### Data under study
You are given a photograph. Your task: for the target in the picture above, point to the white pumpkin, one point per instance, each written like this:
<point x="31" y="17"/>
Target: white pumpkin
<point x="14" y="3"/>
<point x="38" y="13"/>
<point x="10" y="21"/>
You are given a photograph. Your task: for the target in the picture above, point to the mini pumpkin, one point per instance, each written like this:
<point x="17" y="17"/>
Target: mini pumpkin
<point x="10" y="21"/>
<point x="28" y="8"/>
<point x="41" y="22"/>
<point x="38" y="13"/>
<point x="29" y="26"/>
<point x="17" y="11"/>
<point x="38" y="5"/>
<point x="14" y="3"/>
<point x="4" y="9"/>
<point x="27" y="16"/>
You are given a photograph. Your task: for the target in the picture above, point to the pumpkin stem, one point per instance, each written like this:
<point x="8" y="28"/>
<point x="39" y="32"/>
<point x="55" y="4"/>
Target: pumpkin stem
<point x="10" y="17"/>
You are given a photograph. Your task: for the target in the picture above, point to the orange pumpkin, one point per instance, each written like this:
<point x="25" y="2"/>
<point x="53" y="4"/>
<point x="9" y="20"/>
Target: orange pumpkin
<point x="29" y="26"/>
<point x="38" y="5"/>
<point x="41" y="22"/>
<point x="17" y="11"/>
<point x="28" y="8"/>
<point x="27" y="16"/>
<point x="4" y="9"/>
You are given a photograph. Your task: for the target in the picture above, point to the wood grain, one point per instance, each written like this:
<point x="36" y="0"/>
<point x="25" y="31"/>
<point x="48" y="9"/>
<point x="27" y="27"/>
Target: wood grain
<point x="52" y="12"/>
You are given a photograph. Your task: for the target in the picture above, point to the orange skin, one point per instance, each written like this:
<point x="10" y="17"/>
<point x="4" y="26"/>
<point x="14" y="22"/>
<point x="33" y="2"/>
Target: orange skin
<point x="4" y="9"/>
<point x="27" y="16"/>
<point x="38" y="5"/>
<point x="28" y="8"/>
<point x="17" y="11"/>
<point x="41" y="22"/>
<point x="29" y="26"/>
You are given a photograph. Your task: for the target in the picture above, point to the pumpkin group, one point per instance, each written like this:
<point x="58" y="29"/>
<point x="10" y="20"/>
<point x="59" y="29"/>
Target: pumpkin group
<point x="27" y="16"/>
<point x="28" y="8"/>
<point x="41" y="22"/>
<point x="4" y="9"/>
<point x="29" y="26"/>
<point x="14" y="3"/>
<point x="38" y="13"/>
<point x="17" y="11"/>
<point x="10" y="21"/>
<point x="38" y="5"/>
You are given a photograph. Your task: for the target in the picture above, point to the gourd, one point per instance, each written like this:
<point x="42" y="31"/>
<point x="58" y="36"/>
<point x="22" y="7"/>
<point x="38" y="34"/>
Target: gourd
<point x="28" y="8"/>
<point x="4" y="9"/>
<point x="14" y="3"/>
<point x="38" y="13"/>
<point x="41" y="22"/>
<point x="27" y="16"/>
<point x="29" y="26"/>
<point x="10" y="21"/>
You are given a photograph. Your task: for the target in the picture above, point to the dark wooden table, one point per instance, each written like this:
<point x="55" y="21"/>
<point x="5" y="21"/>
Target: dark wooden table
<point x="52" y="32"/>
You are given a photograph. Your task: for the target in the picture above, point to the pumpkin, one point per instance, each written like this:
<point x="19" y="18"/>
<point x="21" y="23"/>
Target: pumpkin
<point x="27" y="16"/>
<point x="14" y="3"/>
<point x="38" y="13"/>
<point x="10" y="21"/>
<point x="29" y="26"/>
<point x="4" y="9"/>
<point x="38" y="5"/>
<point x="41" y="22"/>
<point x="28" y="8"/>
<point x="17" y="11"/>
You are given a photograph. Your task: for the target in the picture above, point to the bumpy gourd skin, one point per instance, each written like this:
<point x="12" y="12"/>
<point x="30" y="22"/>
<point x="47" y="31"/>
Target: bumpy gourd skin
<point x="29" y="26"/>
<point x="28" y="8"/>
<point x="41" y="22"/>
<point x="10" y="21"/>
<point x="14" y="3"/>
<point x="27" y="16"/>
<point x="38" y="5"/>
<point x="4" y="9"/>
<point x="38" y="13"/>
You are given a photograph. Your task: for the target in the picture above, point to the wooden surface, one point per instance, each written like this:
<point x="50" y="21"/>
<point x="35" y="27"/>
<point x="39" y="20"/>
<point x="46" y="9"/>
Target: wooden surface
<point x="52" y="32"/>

### Task goal
Output exactly, and only, the lines running from the one that contains "Target: bumpy gourd skin" through the last line of the entries above.

### Solution for this exercise
Target: bumpy gourd skin
<point x="29" y="26"/>
<point x="28" y="8"/>
<point x="41" y="22"/>
<point x="10" y="21"/>
<point x="14" y="3"/>
<point x="27" y="16"/>
<point x="38" y="5"/>
<point x="4" y="9"/>
<point x="38" y="13"/>
You are given a photograph. Your task: for the target in the picture above, point to the wooden surface, one point per instance, each written like this:
<point x="50" y="21"/>
<point x="35" y="27"/>
<point x="39" y="20"/>
<point x="46" y="9"/>
Target: wooden surface
<point x="52" y="32"/>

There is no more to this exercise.